Your objective
Instruction for the entries that follow: retype exactly the lines from the line with "peaked military cap" to the line with "guard's shoulder ->", both included, and omit all others.

Record extracts below:

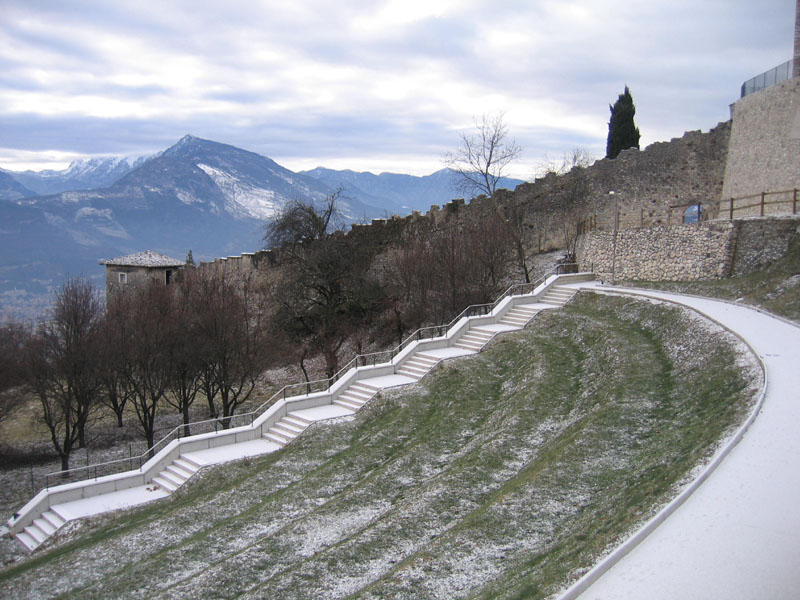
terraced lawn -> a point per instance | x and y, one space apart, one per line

End of Record extracts.
Record extracts below:

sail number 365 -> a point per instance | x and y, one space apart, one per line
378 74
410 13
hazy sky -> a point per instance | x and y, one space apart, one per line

End of Record extracts.
Record extracts below:

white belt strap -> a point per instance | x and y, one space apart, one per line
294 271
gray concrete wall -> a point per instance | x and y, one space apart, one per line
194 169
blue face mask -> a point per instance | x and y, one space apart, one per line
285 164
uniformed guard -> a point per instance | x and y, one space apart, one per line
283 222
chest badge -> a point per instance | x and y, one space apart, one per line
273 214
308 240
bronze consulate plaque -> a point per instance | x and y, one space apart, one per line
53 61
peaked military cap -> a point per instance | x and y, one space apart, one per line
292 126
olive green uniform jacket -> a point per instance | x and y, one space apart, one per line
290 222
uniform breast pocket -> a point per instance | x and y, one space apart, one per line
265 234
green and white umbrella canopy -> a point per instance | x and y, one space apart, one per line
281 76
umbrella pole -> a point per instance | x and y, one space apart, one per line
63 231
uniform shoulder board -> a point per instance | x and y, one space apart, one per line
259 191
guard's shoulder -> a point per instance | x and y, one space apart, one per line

End of Record extracts.

Solution
peaked military cap -> a point per instance | x and y, one space apart, one per line
292 126
olive green uniform jacket -> a point per instance | x and y, one space apart, one per line
290 222
uniform breast pocket -> a point per instance | x and y, one space apart, one per line
265 234
green and white umbrella canopy -> a point per instance | x and y, one space apart, one per line
281 76
umbrella pole -> a point per instance | x and y, one space apart, one per line
63 231
uniform shoulder board -> a point per instance | x and y, one space apart, one per line
259 191
guard's shoulder -> a point per instance | x and y, one space apart, one per line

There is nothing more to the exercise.